EXERCISE INSTRUCTIONS: Could you write out, word for word, the stretch of the records below from the line that contains "of the steep" through the end of the records, with both ends included?

Point placement records
•••

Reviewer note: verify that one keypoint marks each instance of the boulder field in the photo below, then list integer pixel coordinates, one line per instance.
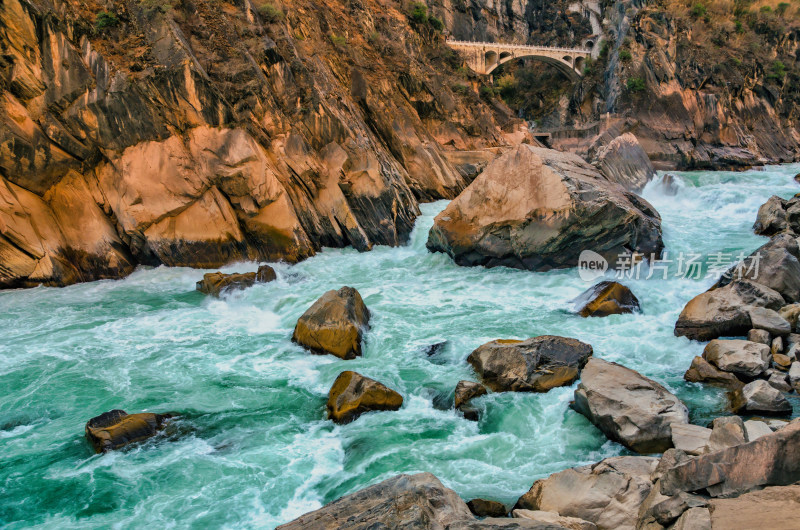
(538, 209)
(740, 483)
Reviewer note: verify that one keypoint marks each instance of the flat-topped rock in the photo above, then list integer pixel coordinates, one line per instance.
(334, 324)
(533, 365)
(724, 311)
(538, 209)
(352, 395)
(628, 407)
(116, 429)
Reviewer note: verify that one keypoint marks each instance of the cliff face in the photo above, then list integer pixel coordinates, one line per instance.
(700, 84)
(200, 132)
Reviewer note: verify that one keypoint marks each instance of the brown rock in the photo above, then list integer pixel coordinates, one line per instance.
(607, 494)
(701, 371)
(606, 298)
(466, 390)
(774, 508)
(334, 324)
(116, 429)
(552, 518)
(537, 209)
(352, 395)
(628, 407)
(772, 460)
(533, 365)
(723, 312)
(484, 508)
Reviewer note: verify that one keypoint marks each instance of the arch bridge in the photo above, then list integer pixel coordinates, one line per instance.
(484, 57)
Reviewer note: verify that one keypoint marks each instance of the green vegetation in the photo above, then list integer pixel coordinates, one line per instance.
(270, 13)
(106, 19)
(635, 84)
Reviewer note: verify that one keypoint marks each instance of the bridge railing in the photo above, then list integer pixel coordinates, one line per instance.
(516, 46)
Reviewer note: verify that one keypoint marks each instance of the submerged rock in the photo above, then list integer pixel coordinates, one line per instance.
(533, 365)
(740, 357)
(334, 324)
(628, 407)
(701, 371)
(405, 501)
(607, 494)
(352, 395)
(116, 429)
(759, 397)
(538, 209)
(606, 298)
(723, 311)
(485, 508)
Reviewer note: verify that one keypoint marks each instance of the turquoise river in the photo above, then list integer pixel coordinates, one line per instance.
(252, 447)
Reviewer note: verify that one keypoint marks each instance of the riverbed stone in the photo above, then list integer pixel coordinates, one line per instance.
(538, 209)
(739, 357)
(116, 428)
(701, 371)
(533, 365)
(553, 520)
(759, 397)
(334, 324)
(691, 439)
(761, 336)
(769, 320)
(768, 461)
(723, 311)
(628, 407)
(608, 493)
(606, 298)
(352, 395)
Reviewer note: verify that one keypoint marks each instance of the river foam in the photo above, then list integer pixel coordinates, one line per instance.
(253, 448)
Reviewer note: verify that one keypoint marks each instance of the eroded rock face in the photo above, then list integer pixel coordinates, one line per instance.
(116, 429)
(404, 501)
(352, 395)
(533, 365)
(771, 460)
(606, 298)
(724, 311)
(624, 162)
(334, 324)
(739, 357)
(212, 148)
(537, 209)
(607, 494)
(628, 407)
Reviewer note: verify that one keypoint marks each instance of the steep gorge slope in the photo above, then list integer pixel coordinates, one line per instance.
(201, 132)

•••

RESPONSE:
Reviewer note: verify that one keypoint marks each instance of the steep gorge slope in the photo above, then list integer pixel coordinates, one line per instance.
(201, 132)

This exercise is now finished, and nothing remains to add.